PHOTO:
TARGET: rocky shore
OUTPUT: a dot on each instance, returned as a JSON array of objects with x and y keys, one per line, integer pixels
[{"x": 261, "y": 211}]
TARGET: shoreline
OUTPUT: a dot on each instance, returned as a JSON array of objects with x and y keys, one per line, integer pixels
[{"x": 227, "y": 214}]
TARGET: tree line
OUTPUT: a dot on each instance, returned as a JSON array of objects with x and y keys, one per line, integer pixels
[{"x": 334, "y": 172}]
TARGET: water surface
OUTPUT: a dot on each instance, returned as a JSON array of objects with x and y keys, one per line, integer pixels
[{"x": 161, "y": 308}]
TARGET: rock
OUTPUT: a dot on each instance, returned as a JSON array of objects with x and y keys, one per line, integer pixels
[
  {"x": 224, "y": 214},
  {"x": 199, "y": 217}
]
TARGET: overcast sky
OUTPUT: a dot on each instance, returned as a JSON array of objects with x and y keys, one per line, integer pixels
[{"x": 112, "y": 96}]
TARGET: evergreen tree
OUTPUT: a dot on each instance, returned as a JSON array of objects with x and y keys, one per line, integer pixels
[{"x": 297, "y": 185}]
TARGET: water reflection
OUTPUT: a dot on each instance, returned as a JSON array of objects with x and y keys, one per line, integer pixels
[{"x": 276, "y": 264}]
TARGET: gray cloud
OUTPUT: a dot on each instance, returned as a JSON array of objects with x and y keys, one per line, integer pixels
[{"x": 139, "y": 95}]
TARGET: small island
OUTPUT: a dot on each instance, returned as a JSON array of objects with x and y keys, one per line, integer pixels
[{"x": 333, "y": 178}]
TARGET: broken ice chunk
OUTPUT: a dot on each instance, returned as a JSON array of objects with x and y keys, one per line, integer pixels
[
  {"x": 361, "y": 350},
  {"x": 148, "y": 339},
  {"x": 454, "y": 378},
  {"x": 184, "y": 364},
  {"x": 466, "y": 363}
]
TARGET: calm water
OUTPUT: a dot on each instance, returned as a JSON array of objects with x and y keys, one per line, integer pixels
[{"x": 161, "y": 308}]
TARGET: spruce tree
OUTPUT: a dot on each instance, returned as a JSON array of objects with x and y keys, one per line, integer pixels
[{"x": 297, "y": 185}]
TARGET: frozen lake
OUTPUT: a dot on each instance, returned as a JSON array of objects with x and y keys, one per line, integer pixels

- Requirement -
Repeat exactly, and only, the lines from the one containing "TARGET: evergreen tree" through the end of the material.

- Answer below -
TARGET: evergreen tree
OUTPUT: a dot on each instance, returned as a JSON array of objects with x and y keys, one per line, integer pixels
[{"x": 297, "y": 185}]
TARGET: water reflection
OUTPUT: a dot on each instance, returned as a JSON array of objects with x and y keys, one per line, integer pixels
[{"x": 276, "y": 264}]
TARGET: gray cloud
OUTPUT: a dot on each instance, returned as a JSON array of objects with x and y keys, one per line, integer pixels
[{"x": 139, "y": 95}]
TARGET: small island
OUTPUT: a dot on each instance, returned as a JSON array of objects with x and y keys, one per line, integer pixels
[{"x": 333, "y": 178}]
TARGET: broken ice chunk
OUTPUT: a dot on each instance, returned as a JSON array of objects with x and y keys, one per line, integer pixels
[
  {"x": 361, "y": 350},
  {"x": 148, "y": 339},
  {"x": 454, "y": 378},
  {"x": 184, "y": 364},
  {"x": 466, "y": 363}
]
TARGET: calm water
OUTPUT: a dot on each instance, returned as a JSON array of objects with x and y keys, one per line, integer pixels
[{"x": 161, "y": 308}]
TARGET: spruce tree
OUTPUT: a dot on each instance, returned as a JSON array of objects with x and y keys, one per line, integer pixels
[{"x": 297, "y": 185}]
TARGET: frozen lake
OUTPUT: a dot on each instance, returned as a JSON array of objects with x and y keys, one per line, integer pixels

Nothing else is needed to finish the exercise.